Rewrite the data from its first line through the line with "box: [11, 52, 44, 65]", replacing "prompts" with "cues" and leaving everything else unchanged. Omit the pictures from your answer.

======== Extracted information

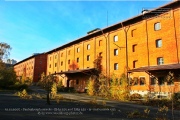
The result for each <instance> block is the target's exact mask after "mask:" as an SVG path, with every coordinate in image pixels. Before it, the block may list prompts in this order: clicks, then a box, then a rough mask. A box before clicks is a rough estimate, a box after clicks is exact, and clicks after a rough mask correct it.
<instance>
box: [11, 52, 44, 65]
mask: <svg viewBox="0 0 180 120" xmlns="http://www.w3.org/2000/svg"><path fill="white" fill-rule="evenodd" d="M42 54H46V53H35V54H33V55H31V56H30V57H28V58H26V59H23V60H21V61H19V62H17V63H16V64H14V65H13V66H16V65H18V64H20V63H22V62H24V61H26V60H29V59H31V58H34V57H36V56H39V55H42Z"/></svg>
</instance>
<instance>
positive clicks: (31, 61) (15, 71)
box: [14, 53, 47, 82]
mask: <svg viewBox="0 0 180 120" xmlns="http://www.w3.org/2000/svg"><path fill="white" fill-rule="evenodd" d="M46 68H47V54H44V53H43V54H37V55H33V56H30V57H29V58H26V59H24V60H22V61H20V62H18V63H16V64H15V65H14V71H15V72H16V75H17V76H18V77H19V79H20V80H21V79H22V77H23V76H24V77H25V79H31V80H32V82H38V80H39V79H40V75H41V74H42V73H43V72H44V73H46Z"/></svg>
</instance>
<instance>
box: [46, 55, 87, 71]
mask: <svg viewBox="0 0 180 120" xmlns="http://www.w3.org/2000/svg"><path fill="white" fill-rule="evenodd" d="M79 61H80V58H77V59H76V62H77V63H79ZM87 61H90V55H87ZM70 63H71V60H68V64H70ZM61 66H63V61H61ZM55 67H57V63H55ZM49 68H51V64H50V65H49Z"/></svg>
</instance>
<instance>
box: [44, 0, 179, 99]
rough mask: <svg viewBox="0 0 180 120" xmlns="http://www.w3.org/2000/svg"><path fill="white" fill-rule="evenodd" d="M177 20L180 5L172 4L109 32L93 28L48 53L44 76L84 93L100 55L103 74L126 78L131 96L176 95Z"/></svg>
mask: <svg viewBox="0 0 180 120" xmlns="http://www.w3.org/2000/svg"><path fill="white" fill-rule="evenodd" d="M179 21H180V4H179V1H174V2H171V3H169V4H166V5H164V6H161V7H159V8H157V9H154V10H149V11H146V12H143V13H142V14H140V15H138V16H135V17H133V18H130V19H128V20H125V21H122V22H120V23H117V24H114V25H112V26H109V27H107V28H104V29H95V30H92V31H90V32H88V34H87V35H86V36H83V37H81V38H79V39H77V40H74V41H72V42H70V43H67V44H65V45H62V46H60V47H58V48H55V49H53V50H50V51H49V52H47V54H48V55H47V74H58V75H59V76H60V77H59V78H60V79H62V80H63V84H64V86H67V87H75V88H76V90H78V91H84V90H85V88H86V87H87V80H88V79H89V78H90V76H91V75H93V70H94V64H93V61H94V60H95V59H97V57H98V56H101V57H102V62H101V63H102V70H103V73H104V74H105V75H106V76H108V77H110V76H111V75H113V74H115V75H116V76H117V77H119V76H120V75H121V74H122V73H125V74H127V76H128V78H129V84H130V85H131V93H132V94H133V93H139V94H142V95H145V94H147V93H148V92H151V93H153V94H156V95H157V94H161V95H164V96H168V95H169V93H171V92H178V91H180V80H179V75H180V72H179V69H180V65H179V59H180V58H179V57H180V48H179V44H180V43H179V42H180V22H179ZM170 71H171V72H173V73H174V79H173V82H171V83H168V82H167V81H166V80H165V78H166V76H167V75H168V73H169V72H170ZM172 89H173V91H172ZM170 90H171V91H170Z"/></svg>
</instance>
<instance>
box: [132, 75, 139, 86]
mask: <svg viewBox="0 0 180 120" xmlns="http://www.w3.org/2000/svg"><path fill="white" fill-rule="evenodd" d="M133 85H138V77H134V78H133Z"/></svg>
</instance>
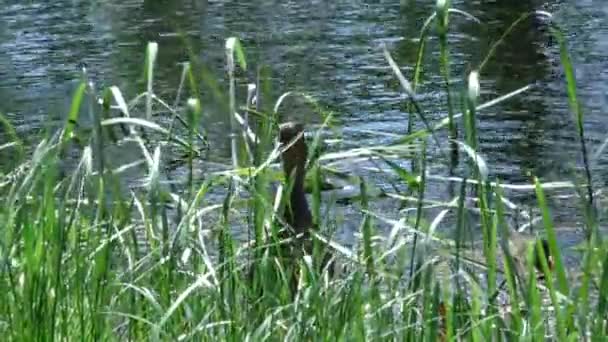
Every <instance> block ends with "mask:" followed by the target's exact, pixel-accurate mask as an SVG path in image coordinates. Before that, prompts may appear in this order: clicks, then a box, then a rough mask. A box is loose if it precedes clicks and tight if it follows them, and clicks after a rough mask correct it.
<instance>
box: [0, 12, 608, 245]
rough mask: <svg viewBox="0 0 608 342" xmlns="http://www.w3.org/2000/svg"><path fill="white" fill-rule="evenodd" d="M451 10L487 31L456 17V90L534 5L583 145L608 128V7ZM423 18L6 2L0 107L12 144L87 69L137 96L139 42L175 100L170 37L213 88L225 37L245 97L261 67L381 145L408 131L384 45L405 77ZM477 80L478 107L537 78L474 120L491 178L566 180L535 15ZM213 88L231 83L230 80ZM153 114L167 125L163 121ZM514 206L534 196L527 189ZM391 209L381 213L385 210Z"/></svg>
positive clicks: (426, 60) (361, 12)
mask: <svg viewBox="0 0 608 342" xmlns="http://www.w3.org/2000/svg"><path fill="white" fill-rule="evenodd" d="M453 5H454V6H455V7H457V8H459V9H462V10H465V11H467V12H470V13H471V14H473V15H475V16H477V17H478V18H480V19H481V20H482V21H483V22H484V23H485V24H486V25H485V26H478V25H477V24H475V23H473V22H471V21H467V20H464V19H462V18H458V17H454V18H453V19H452V23H451V25H452V26H451V27H452V32H453V33H452V34H451V35H450V48H451V51H450V52H451V54H452V72H453V76H454V79H455V80H454V81H455V82H456V84H462V80H463V79H464V78H465V76H466V72H467V70H470V69H471V68H474V67H475V66H476V65H478V64H479V62H480V61H481V60H482V59H483V58H484V57H485V54H486V52H487V50H488V48H489V46H490V45H491V43H492V42H493V41H495V40H496V39H498V37H499V36H500V34H501V33H502V32H503V31H504V30H505V29H506V28H507V27H508V26H509V25H510V24H511V22H512V21H513V20H515V19H516V18H517V17H518V16H519V15H520V14H521V13H523V12H526V11H530V10H533V9H544V10H548V11H550V12H552V13H554V15H555V17H556V19H557V20H558V21H559V22H560V23H561V24H562V25H563V27H564V28H565V29H566V36H567V39H568V41H569V48H570V51H571V54H572V59H573V63H574V66H575V69H576V74H577V78H578V83H579V95H580V99H581V100H582V104H583V108H584V111H585V127H586V129H587V138H588V142H589V146H590V148H591V150H593V149H595V148H597V146H599V144H600V143H601V142H602V141H603V140H604V139H605V137H606V135H607V134H608V123H607V122H608V121H607V120H606V119H605V113H604V112H603V108H605V107H606V95H607V94H606V92H607V90H608V86H606V85H607V84H608V82H607V81H608V73H607V72H606V71H605V70H608V69H607V68H606V63H607V59H608V20H607V19H608V4H603V3H602V4H601V5H600V4H598V2H597V1H596V2H593V1H577V0H562V1H552V2H551V4H550V5H546V4H543V3H542V2H539V1H508V2H507V1H453ZM432 10H433V6H432V2H429V1H425V2H424V4H423V2H422V1H414V0H409V1H408V0H404V1H401V3H400V2H399V1H396V0H393V1H355V0H350V1H346V0H342V1H335V2H329V1H308V2H303V1H265V0H264V1H263V0H259V1H185V0H171V1H169V0H166V1H158V0H154V1H142V0H137V1H136V0H121V1H117V0H108V1H100V2H95V3H94V4H92V3H91V2H89V1H80V0H71V1H67V0H58V1H53V2H51V3H46V2H41V1H30V2H27V3H19V2H14V1H4V4H3V6H0V66H1V67H0V111H2V112H3V113H5V114H6V115H7V116H8V118H9V119H10V120H11V121H12V122H13V123H14V124H15V125H16V128H17V130H18V133H19V134H20V135H21V136H23V137H27V138H28V139H30V140H32V141H35V139H36V137H37V136H39V134H40V132H41V131H43V130H44V129H45V128H46V127H47V126H52V125H53V124H54V123H55V124H56V123H58V122H60V121H61V119H62V118H63V117H64V116H62V115H64V114H65V113H66V112H67V110H68V108H69V101H70V96H71V92H72V91H73V89H74V84H75V82H76V80H77V79H78V77H79V71H80V66H81V65H83V64H84V65H86V66H87V67H88V70H89V72H90V73H91V76H92V78H93V79H95V80H96V81H97V83H98V85H99V86H100V87H101V86H103V85H111V84H114V85H118V86H119V87H120V88H121V89H122V90H123V92H124V93H125V96H126V97H127V98H132V97H133V96H135V94H137V92H139V91H141V90H142V89H143V86H144V85H143V82H142V72H143V59H144V51H145V46H146V44H147V42H148V41H156V42H158V43H159V47H160V52H159V58H158V68H157V76H156V81H155V87H156V88H155V89H156V92H157V93H159V94H160V96H161V97H163V98H167V99H172V98H173V96H174V94H175V89H176V86H177V84H178V81H179V74H180V71H181V69H180V64H179V63H181V62H184V61H186V60H188V53H187V49H186V48H185V45H184V44H183V41H182V40H181V38H180V35H179V34H178V33H179V32H182V33H185V35H186V36H187V38H188V40H189V43H190V44H191V48H192V50H193V51H194V52H195V54H196V55H197V56H199V57H200V58H201V59H202V60H203V61H204V62H205V63H206V64H207V65H208V66H209V68H210V69H211V70H212V71H213V73H214V74H215V76H216V77H218V79H219V80H220V81H222V80H223V79H224V77H225V74H224V73H225V68H224V63H225V61H224V59H225V55H224V40H225V39H226V38H227V37H229V36H233V35H234V36H237V37H239V38H240V39H241V40H242V41H243V44H244V46H245V48H246V52H247V57H248V61H249V63H250V66H251V68H250V70H249V71H248V72H239V73H238V76H239V86H240V88H239V96H240V101H241V102H240V103H243V101H244V96H243V94H244V93H245V91H244V90H243V89H244V84H245V83H246V82H248V81H251V80H253V79H254V76H255V69H256V67H257V66H260V65H263V64H264V65H268V66H270V69H271V70H272V75H273V86H274V88H275V90H276V92H277V93H281V92H284V91H289V90H300V91H304V92H306V93H309V94H311V95H313V96H314V97H316V98H317V99H319V100H320V102H321V103H322V104H323V105H324V106H326V107H328V108H330V109H331V110H333V111H334V112H335V113H336V118H337V119H338V122H339V127H341V128H343V129H344V139H345V141H346V143H345V144H344V146H346V147H353V146H361V145H373V144H379V143H383V142H385V139H386V138H385V137H383V136H381V135H370V134H364V133H361V132H362V131H363V130H376V131H383V132H387V133H403V132H405V130H406V127H407V113H405V112H404V106H403V96H402V94H401V92H400V89H399V84H398V82H397V81H396V80H395V78H394V77H393V75H392V74H391V72H390V70H389V69H388V67H387V63H386V61H385V59H384V57H383V55H382V50H381V45H382V44H386V45H387V46H388V48H389V50H390V52H391V54H392V55H393V57H394V58H395V60H396V61H397V63H399V64H400V65H401V66H403V72H404V73H405V75H406V76H410V75H411V70H412V65H413V64H414V62H415V58H416V55H415V54H416V49H417V37H418V35H419V31H420V28H421V26H422V23H423V21H424V20H425V18H426V17H427V16H428V15H429V14H430V13H431V12H432ZM427 49H428V50H427V51H428V53H427V56H426V58H425V61H426V62H425V63H426V73H425V75H424V83H423V84H422V86H421V88H420V95H421V98H422V104H423V107H424V109H425V111H426V113H428V115H429V118H430V119H431V120H438V119H439V118H441V117H444V116H445V115H446V113H445V111H444V108H445V95H444V94H443V87H442V86H441V83H442V80H441V78H440V77H439V69H438V46H437V41H436V39H434V38H433V39H432V40H431V41H430V43H429V45H428V47H427ZM481 78H482V100H483V101H487V100H490V99H492V98H494V97H496V96H499V95H502V94H505V93H507V92H510V91H513V90H515V89H517V88H519V87H522V86H525V85H528V84H535V87H534V88H533V89H532V90H531V91H529V92H527V93H525V94H524V95H522V96H519V97H517V98H515V99H512V100H510V101H508V102H506V103H504V104H502V105H500V106H497V107H493V108H492V109H490V110H487V111H484V112H481V113H479V129H480V131H479V139H480V144H481V152H482V153H483V155H484V157H485V158H487V161H488V164H489V165H490V166H491V170H490V171H491V175H492V176H495V177H498V178H499V179H501V180H502V181H503V182H507V183H526V182H529V181H530V176H529V174H535V175H538V176H540V177H542V179H543V180H545V181H555V180H563V179H564V178H566V177H567V174H566V170H567V166H568V165H570V164H577V165H580V151H579V149H578V146H579V145H578V142H577V139H576V130H575V126H574V123H573V119H572V115H571V113H570V111H569V108H568V104H567V97H566V94H565V83H564V79H563V75H562V72H561V70H560V65H559V52H558V50H557V46H556V44H555V42H554V41H552V39H551V38H550V36H549V33H548V31H547V30H546V29H544V28H543V25H542V23H541V22H540V21H534V20H530V21H527V22H526V23H525V24H523V25H522V26H521V27H520V29H518V30H517V31H516V32H515V33H514V34H513V35H512V36H510V37H509V38H508V39H507V40H506V42H505V44H504V45H503V46H501V47H500V48H499V51H498V54H497V55H496V56H495V58H493V59H492V60H491V62H490V64H489V65H488V66H487V68H486V69H485V72H484V73H483V74H482V75H481ZM221 86H223V87H225V88H227V87H226V85H225V83H221ZM287 108H288V109H289V110H288V113H287V114H288V116H289V117H290V118H295V119H298V120H300V121H303V122H307V123H314V122H319V118H318V116H317V115H315V114H313V113H311V111H310V109H308V108H307V107H305V106H302V105H297V104H293V103H291V104H289V105H288V107H287ZM205 109H206V113H207V115H208V117H206V119H205V122H206V124H207V127H208V129H209V130H210V134H211V142H212V144H214V145H213V157H214V158H217V160H223V161H226V162H227V161H228V160H229V153H230V152H229V142H228V141H227V138H226V135H225V134H224V132H225V130H226V128H227V120H225V119H224V118H225V115H224V114H223V112H222V107H221V106H219V105H218V104H217V103H214V102H213V101H210V102H208V103H205ZM158 120H159V121H160V122H163V118H162V117H161V118H158ZM134 151H135V150H134ZM133 153H134V154H135V152H133ZM126 159H129V158H126ZM606 164H607V158H606V157H605V156H604V157H602V159H601V160H599V161H598V162H597V163H596V164H595V167H594V170H593V171H594V174H593V175H594V177H595V180H596V181H597V184H598V185H603V184H604V179H606V175H607V173H606V171H605V170H606V169H607V168H606ZM353 172H358V173H363V174H365V173H364V172H363V171H359V170H353ZM440 187H441V186H439V188H440ZM437 191H439V190H437ZM518 199H521V200H522V201H530V200H531V199H533V197H532V194H531V193H526V194H523V195H521V197H518ZM554 206H556V208H557V210H556V211H555V213H556V215H557V216H560V215H561V217H562V218H563V219H564V220H566V219H567V218H568V217H570V216H571V212H572V210H571V208H570V209H569V207H571V206H572V204H571V203H570V201H562V202H560V201H556V202H555V203H554ZM393 209H394V208H392V207H390V206H389V207H387V208H386V210H385V211H393ZM347 210H351V209H347ZM564 234H566V233H564Z"/></svg>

================

Task response ▸
The result for each <instance> block is the target's exact mask after "mask:" as an SVG path, with every coordinate in image pixels. Before it, the block may list cues in this order: clicks, then a box, then a rough mask. A box before clicks is a rough estimate, a box after clicks is exact, and clicks after a rough mask correct it.
<instance>
box: [11, 52, 44, 65]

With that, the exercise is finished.